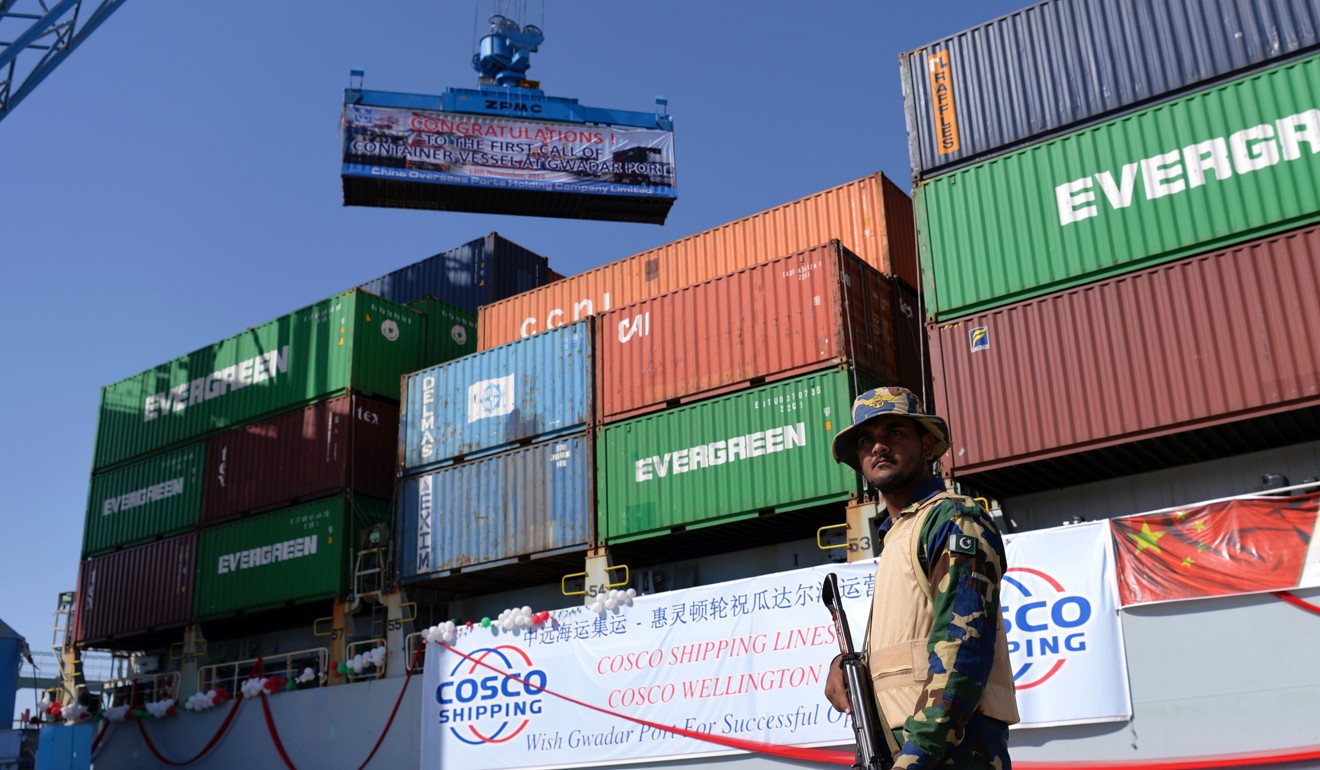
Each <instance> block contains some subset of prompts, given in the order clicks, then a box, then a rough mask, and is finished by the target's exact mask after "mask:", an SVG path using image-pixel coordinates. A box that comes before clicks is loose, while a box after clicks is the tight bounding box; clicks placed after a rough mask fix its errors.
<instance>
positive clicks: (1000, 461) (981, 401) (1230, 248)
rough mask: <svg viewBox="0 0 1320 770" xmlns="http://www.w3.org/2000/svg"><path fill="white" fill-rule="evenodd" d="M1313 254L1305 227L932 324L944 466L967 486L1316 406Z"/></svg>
mask: <svg viewBox="0 0 1320 770" xmlns="http://www.w3.org/2000/svg"><path fill="white" fill-rule="evenodd" d="M1317 256H1320V227H1308V228H1304V230H1298V231H1292V232H1288V234H1286V235H1279V236H1275V238H1267V239H1263V240H1257V242H1253V243H1249V244H1245V246H1239V247H1236V248H1230V250H1224V251H1216V252H1210V254H1205V255H1200V256H1195V258H1191V259H1185V260H1181V262H1176V263H1172V264H1167V265H1160V267H1156V268H1151V269H1146V271H1140V272H1135V273H1129V275H1125V276H1121V277H1115V279H1110V280H1106V281H1101V283H1096V284H1090V285H1086V287H1081V288H1077V289H1069V291H1065V292H1060V293H1056V295H1049V296H1047V297H1040V298H1036V300H1030V301H1026V302H1019V304H1015V305H1010V306H1006V308H999V309H997V310H993V312H989V313H983V314H979V316H973V317H969V318H962V320H960V321H958V322H953V324H944V325H939V326H936V328H933V329H932V332H931V349H932V358H933V370H935V371H933V374H935V388H936V399H937V403H939V404H940V409H941V413H942V415H944V416H945V417H946V419H948V420H949V429H950V437H952V448H950V452H949V454H948V456H945V462H946V464H952V468H953V470H954V473H956V474H957V475H968V474H975V473H979V472H993V470H997V469H1005V468H1010V466H1014V465H1019V464H1026V462H1034V461H1043V460H1051V458H1056V457H1061V456H1067V454H1072V453H1078V452H1085V450H1092V449H1101V448H1106V446H1114V445H1119V444H1127V442H1131V441H1138V440H1144V438H1155V437H1159V436H1168V435H1172V433H1180V432H1184V431H1193V429H1199V428H1206V427H1212V425H1217V424H1226V423H1234V421H1238V420H1247V419H1253V417H1262V416H1265V415H1270V413H1276V412H1280V411H1292V409H1302V408H1307V407H1312V405H1317V404H1320V304H1317V302H1316V301H1315V291H1316V287H1317V285H1320V259H1317ZM1225 450H1228V452H1232V445H1229V446H1225Z"/></svg>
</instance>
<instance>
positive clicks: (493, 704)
mask: <svg viewBox="0 0 1320 770" xmlns="http://www.w3.org/2000/svg"><path fill="white" fill-rule="evenodd" d="M482 663H484V664H486V666H482ZM490 667H494V668H498V670H500V671H504V672H506V674H508V676H506V675H504V674H496V672H495V671H491V668H490ZM544 691H545V671H543V670H540V668H536V667H535V666H533V664H532V659H531V658H529V656H528V655H527V652H525V651H523V650H520V648H517V647H513V646H510V645H502V646H499V647H483V648H480V650H474V651H473V652H470V654H469V656H467V658H463V659H461V660H458V662H457V663H455V664H454V667H453V670H451V671H450V672H449V676H447V678H446V680H445V682H442V683H441V684H440V687H438V688H436V700H437V701H438V703H440V724H442V725H446V726H449V732H450V733H451V734H453V736H454V737H455V738H458V740H459V741H462V742H465V744H469V745H473V746H479V745H482V744H503V742H506V741H511V740H513V738H515V737H516V736H517V734H519V733H521V732H523V730H524V729H525V728H527V725H528V724H531V721H532V720H531V717H533V716H536V715H539V713H541V703H543V693H544Z"/></svg>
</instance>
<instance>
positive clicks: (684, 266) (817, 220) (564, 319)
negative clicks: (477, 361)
mask: <svg viewBox="0 0 1320 770" xmlns="http://www.w3.org/2000/svg"><path fill="white" fill-rule="evenodd" d="M832 239H838V240H841V242H842V243H843V246H846V247H847V248H850V250H853V252H855V254H857V255H858V256H859V258H862V260H863V262H866V263H867V264H870V265H871V267H874V268H875V269H878V271H880V272H882V273H884V275H888V276H895V277H898V279H900V280H903V281H906V283H907V284H908V285H912V287H919V285H920V276H919V273H917V263H916V238H915V227H913V221H912V201H911V198H908V197H907V194H904V193H903V190H902V189H899V188H898V185H895V184H894V182H892V181H890V180H888V178H886V177H884V176H883V174H880V173H875V174H871V176H869V177H863V178H861V180H855V181H851V182H847V184H843V185H840V186H837V188H830V189H829V190H824V192H821V193H816V194H813V195H808V197H805V198H800V199H797V201H792V202H789V203H784V205H781V206H776V207H774V209H770V210H766V211H760V213H758V214H752V215H750V217H744V218H742V219H737V221H734V222H730V223H727V225H721V226H719V227H713V228H710V230H706V231H704V232H698V234H696V235H690V236H688V238H682V239H680V240H675V242H673V243H667V244H664V246H659V247H656V248H652V250H648V251H643V252H640V254H635V255H632V256H628V258H624V259H620V260H618V262H612V263H610V264H606V265H602V267H598V268H594V269H590V271H586V272H582V273H578V275H576V276H570V277H566V279H564V280H558V281H554V283H552V284H548V285H544V287H540V288H536V289H532V291H529V292H524V293H521V295H517V296H515V297H510V298H507V300H502V301H498V302H491V304H490V305H484V306H482V308H480V309H479V310H478V314H477V343H478V347H479V349H480V350H488V349H491V347H496V346H499V345H504V343H508V342H513V341H516V339H520V338H523V337H529V335H532V334H536V333H540V332H545V330H546V329H553V328H557V326H562V325H564V324H570V322H573V321H577V320H581V318H585V317H587V316H593V314H597V313H603V312H606V310H611V309H615V308H622V306H626V305H631V304H634V302H639V301H642V300H647V298H651V297H656V296H660V295H663V293H667V292H672V291H676V289H681V288H684V287H690V285H693V284H698V283H701V281H706V280H710V279H713V277H717V276H721V275H726V273H730V272H735V271H738V269H742V268H746V267H752V265H756V264H762V263H764V262H770V260H772V259H776V258H780V256H784V255H788V254H795V252H797V251H803V250H807V248H810V247H813V246H817V244H821V243H825V242H828V240H832Z"/></svg>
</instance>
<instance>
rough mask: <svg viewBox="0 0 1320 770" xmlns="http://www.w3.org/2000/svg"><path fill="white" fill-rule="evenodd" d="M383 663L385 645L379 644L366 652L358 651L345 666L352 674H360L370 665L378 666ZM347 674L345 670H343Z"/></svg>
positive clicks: (380, 666)
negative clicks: (352, 672) (371, 649)
mask: <svg viewBox="0 0 1320 770" xmlns="http://www.w3.org/2000/svg"><path fill="white" fill-rule="evenodd" d="M384 663H385V646H384V645H381V646H379V647H376V648H375V650H371V651H368V652H358V654H356V655H354V656H352V658H351V659H350V660H348V662H347V663H345V666H346V667H347V668H348V671H351V672H354V674H362V672H363V670H366V668H367V667H370V666H375V667H376V668H380V667H381V666H384ZM345 674H347V672H345Z"/></svg>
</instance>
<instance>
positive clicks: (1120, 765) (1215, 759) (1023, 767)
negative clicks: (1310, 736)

• REQUIREMENT: Copy all the rows above, changing every "positive clicks" to "foreground clicks" and keeping everything else the same. Leave the pictures out.

• OUTPUT BELOW:
Each <instance> block contains some subset of prompts, given in the order clicks, then a box, then a rough mask, and is finished by the target's exact mask after "mask:", an SVG path using image-pixel coordinates. A box that comes before clicks is loose, while a box after clicks is the tight bounding box; clicks placed after a rough mask fix its errors.
<instance>
foreground clicks: (1000, 461) (981, 401) (1230, 248)
rough mask: <svg viewBox="0 0 1320 770" xmlns="http://www.w3.org/2000/svg"><path fill="white" fill-rule="evenodd" d="M1313 254L1305 227L932 324L944 466L967 486L1316 406Z"/></svg>
mask: <svg viewBox="0 0 1320 770" xmlns="http://www.w3.org/2000/svg"><path fill="white" fill-rule="evenodd" d="M1317 256H1320V227H1308V228H1304V230H1298V231H1292V232H1288V234H1286V235H1279V236H1275V238H1267V239H1263V240H1257V242H1253V243H1249V244H1245V246H1239V247H1236V248H1230V250H1224V251H1216V252H1210V254H1205V255H1200V256H1195V258H1191V259H1185V260H1181V262H1176V263H1172V264H1167V265H1160V267H1156V268H1151V269H1146V271H1140V272H1135V273H1129V275H1125V276H1121V277H1115V279H1110V280H1106V281H1101V283H1096V284H1090V285H1086V287H1081V288H1077V289H1069V291H1065V292H1060V293H1056V295H1049V296H1047V297H1040V298H1036V300H1030V301H1026V302H1019V304H1015V305H1010V306H1006V308H999V309H997V310H993V312H989V313H983V314H979V316H973V317H969V318H962V320H960V321H958V322H953V324H944V325H939V326H936V328H933V329H932V332H931V349H932V358H933V370H935V371H933V374H935V388H936V399H937V403H939V404H940V409H941V413H942V415H944V416H945V417H946V419H948V420H949V429H950V437H952V448H950V452H949V454H948V456H945V462H946V464H952V468H953V470H954V473H956V474H957V475H968V474H975V473H979V472H993V470H997V469H1005V468H1010V466H1014V465H1019V464H1026V462H1034V461H1043V460H1051V458H1056V457H1061V456H1067V454H1072V453H1078V452H1085V450H1092V449H1101V448H1106V446H1114V445H1119V444H1127V442H1131V441H1138V440H1144V438H1155V437H1159V436H1168V435H1172V433H1180V432H1184V431H1193V429H1199V428H1206V427H1212V425H1217V424H1226V423H1234V421H1238V420H1247V419H1253V417H1262V416H1265V415H1270V413H1276V412H1280V411H1292V409H1302V408H1307V407H1312V405H1317V404H1320V304H1317V302H1316V301H1315V291H1316V287H1317V285H1320V259H1317ZM1225 450H1228V452H1232V445H1229V446H1225Z"/></svg>
</instance>
<instance>
foreground clicks: (493, 704)
mask: <svg viewBox="0 0 1320 770" xmlns="http://www.w3.org/2000/svg"><path fill="white" fill-rule="evenodd" d="M482 663H484V664H486V666H482ZM490 667H494V668H498V670H500V671H504V672H506V674H508V676H506V675H504V674H496V672H495V671H491V668H490ZM544 691H545V671H543V670H540V668H536V667H535V666H533V664H532V659H531V658H529V656H528V655H527V652H525V651H523V650H520V648H517V647H513V646H510V645H502V646H499V647H483V648H480V650H474V651H473V652H470V654H469V656H467V658H463V659H461V660H458V662H457V663H455V664H454V667H453V670H451V671H450V672H449V676H447V678H446V680H445V682H442V683H441V684H440V687H438V688H436V700H437V701H438V703H440V724H442V725H446V726H449V732H450V733H451V734H453V736H454V737H455V738H458V740H459V741H462V742H465V744H469V745H473V746H479V745H482V744H503V742H506V741H511V740H513V738H515V737H516V736H517V734H519V733H521V732H523V730H524V729H525V728H527V725H528V724H531V721H532V720H531V717H533V716H536V715H539V713H541V703H543V693H544Z"/></svg>
</instance>
<instance>
foreground clicks: (684, 266) (817, 220) (564, 319)
negative clicks: (477, 361)
mask: <svg viewBox="0 0 1320 770" xmlns="http://www.w3.org/2000/svg"><path fill="white" fill-rule="evenodd" d="M832 239H838V240H841V242H842V243H843V246H846V247H847V248H850V250H853V252H855V254H857V255H858V256H859V258H862V260H863V262H866V263H867V264H870V265H871V267H874V268H875V269H878V271H880V272H882V273H884V275H888V276H895V277H898V279H900V280H903V281H906V283H907V284H908V285H912V287H919V285H920V276H919V273H917V263H916V238H915V227H913V221H912V201H911V198H908V197H907V194H904V193H903V190H902V189H899V188H898V185H895V184H894V182H892V181H890V180H888V178H886V177H884V176H883V174H880V173H875V174H871V176H869V177H863V178H861V180H855V181H851V182H847V184H843V185H840V186H837V188H830V189H829V190H824V192H821V193H816V194H813V195H808V197H805V198H800V199H797V201H792V202H789V203H784V205H781V206H776V207H774V209H770V210H766V211H760V213H758V214H752V215H750V217H744V218H742V219H737V221H734V222H730V223H727V225H721V226H719V227H713V228H710V230H706V231H704V232H698V234H696V235H690V236H688V238H682V239H680V240H675V242H673V243H667V244H664V246H659V247H656V248H652V250H648V251H643V252H640V254H635V255H632V256H628V258H624V259H620V260H618V262H612V263H610V264H606V265H602V267H598V268H594V269H590V271H586V272H582V273H578V275H576V276H570V277H566V279H564V280H558V281H554V283H552V284H548V285H544V287H540V288H536V289H532V291H529V292H524V293H521V295H517V296H515V297H510V298H507V300H502V301H498V302H491V304H490V305H484V306H482V308H480V309H479V310H478V314H477V343H478V347H479V349H480V350H488V349H491V347H496V346H499V345H504V343H508V342H513V341H516V339H520V338H523V337H529V335H532V334H536V333H540V332H545V330H546V329H553V328H557V326H562V325H564V324H570V322H573V321H577V320H581V318H585V317H587V316H593V314H597V313H603V312H606V310H611V309H615V308H622V306H626V305H631V304H634V302H639V301H642V300H647V298H651V297H656V296H660V295H663V293H667V292H672V291H676V289H681V288H684V287H690V285H693V284H698V283H701V281H706V280H710V279H713V277H717V276H721V275H726V273H730V272H735V271H738V269H742V268H746V267H752V265H756V264H762V263H764V262H770V260H772V259H776V258H780V256H784V255H788V254H795V252H797V251H803V250H807V248H810V247H813V246H817V244H821V243H825V242H828V240H832Z"/></svg>
</instance>
<instance>
rough mask: <svg viewBox="0 0 1320 770" xmlns="http://www.w3.org/2000/svg"><path fill="white" fill-rule="evenodd" d="M383 663L385 645L379 644L366 652L358 651L345 666L352 674H360L370 665L378 666ZM347 674L345 670H343Z"/></svg>
foreground clicks: (380, 666)
negative clicks: (352, 672) (371, 649)
mask: <svg viewBox="0 0 1320 770" xmlns="http://www.w3.org/2000/svg"><path fill="white" fill-rule="evenodd" d="M384 663H385V646H384V645H381V646H379V647H376V648H375V650H371V651H368V652H358V654H356V655H354V656H352V658H351V659H350V660H348V662H347V663H345V666H346V667H347V668H348V671H351V672H354V674H362V672H363V670H366V668H367V667H370V666H375V667H376V668H380V667H381V666H384ZM345 674H347V672H345Z"/></svg>
</instance>
<instance>
foreground clicks: (1120, 765) (1215, 759) (1023, 767)
negative clicks: (1310, 736)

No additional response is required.